* [Passage fourni]

· · · · · · ·

Vu les conclusions de Monsieur [E] [M] et de Madame [U] [M] en date du 11 avril 2022, demandant de :

Vu l'article 12 du code de procédure civile,

Vu les dispositions des articles 544, 545, 552, 653 et 1240 et 1242 du code civil,

- confirmer dans son principe la décision du 25 novembre 2021,

Vu le chiffrage des travaux par l'expert [G] soit,

17 374, 53 €,

outre,

1 500,00 € (étude)

soit un total de 18 874, 53 €,

- dire et arrêter que Mme [R] devra effectuer les travaux de confortement du mur de soutènement suivant les préconisations [G] sauf à dire que la remise en état aura lieu un mois après la signification de l'arrêt à intervenir et qu'à défaut une astreinte de 200 €/jour courra jusqu'à complète réalisation,

- Mme [R] sera condamnée à réaliser ces travaux sans atteinte à la propriété [M] suivant les préconisations du rapport [G] « soit »:(sic)

· · · · · · ·

* [Votre tâche] Mettez à jour l'extrait judiciaire en recopiant tout ce qui va de « Vu l'article 12 » jusqu'à « 500,00 € (étude) », avec « intégralité » à la place de « principe ». Les lignes plus bas n'interviennent pas dans ce travail.

Extraits de jeu de données sur le pointage d'objets:
· · · · · · ·

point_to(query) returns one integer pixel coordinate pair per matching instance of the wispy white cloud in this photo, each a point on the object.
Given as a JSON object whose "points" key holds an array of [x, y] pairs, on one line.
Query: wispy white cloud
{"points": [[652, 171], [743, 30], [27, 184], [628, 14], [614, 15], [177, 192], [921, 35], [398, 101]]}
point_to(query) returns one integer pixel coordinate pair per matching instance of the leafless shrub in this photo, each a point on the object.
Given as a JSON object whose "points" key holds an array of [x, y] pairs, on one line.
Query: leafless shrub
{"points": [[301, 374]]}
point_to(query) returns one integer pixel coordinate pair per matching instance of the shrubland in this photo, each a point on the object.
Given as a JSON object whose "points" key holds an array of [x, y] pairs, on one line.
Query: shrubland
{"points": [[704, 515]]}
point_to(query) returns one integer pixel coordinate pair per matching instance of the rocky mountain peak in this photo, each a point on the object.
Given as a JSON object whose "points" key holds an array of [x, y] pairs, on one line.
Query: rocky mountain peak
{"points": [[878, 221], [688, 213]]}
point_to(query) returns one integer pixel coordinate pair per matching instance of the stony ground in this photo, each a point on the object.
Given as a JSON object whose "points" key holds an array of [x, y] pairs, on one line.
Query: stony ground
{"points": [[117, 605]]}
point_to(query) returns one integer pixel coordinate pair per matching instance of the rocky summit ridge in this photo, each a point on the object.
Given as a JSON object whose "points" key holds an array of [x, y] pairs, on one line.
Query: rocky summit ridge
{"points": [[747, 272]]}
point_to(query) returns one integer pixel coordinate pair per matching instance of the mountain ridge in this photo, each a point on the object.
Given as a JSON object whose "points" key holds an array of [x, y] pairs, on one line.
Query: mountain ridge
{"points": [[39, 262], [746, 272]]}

· · · · · · ·

* [Résultat ci-dessous]
Vu l'article 12 du code de procédure civile,

Vu les dispositions des articles 544, 545, 552, 653 et 1240 et 1242 du code civil,

- confirmer dans son intégralité la décision du 25 novembre 2021,

Vu le chiffrage des travaux par l'expert [G] soit,

17 374, 53 €,

outre,

1 500,00 € (étude)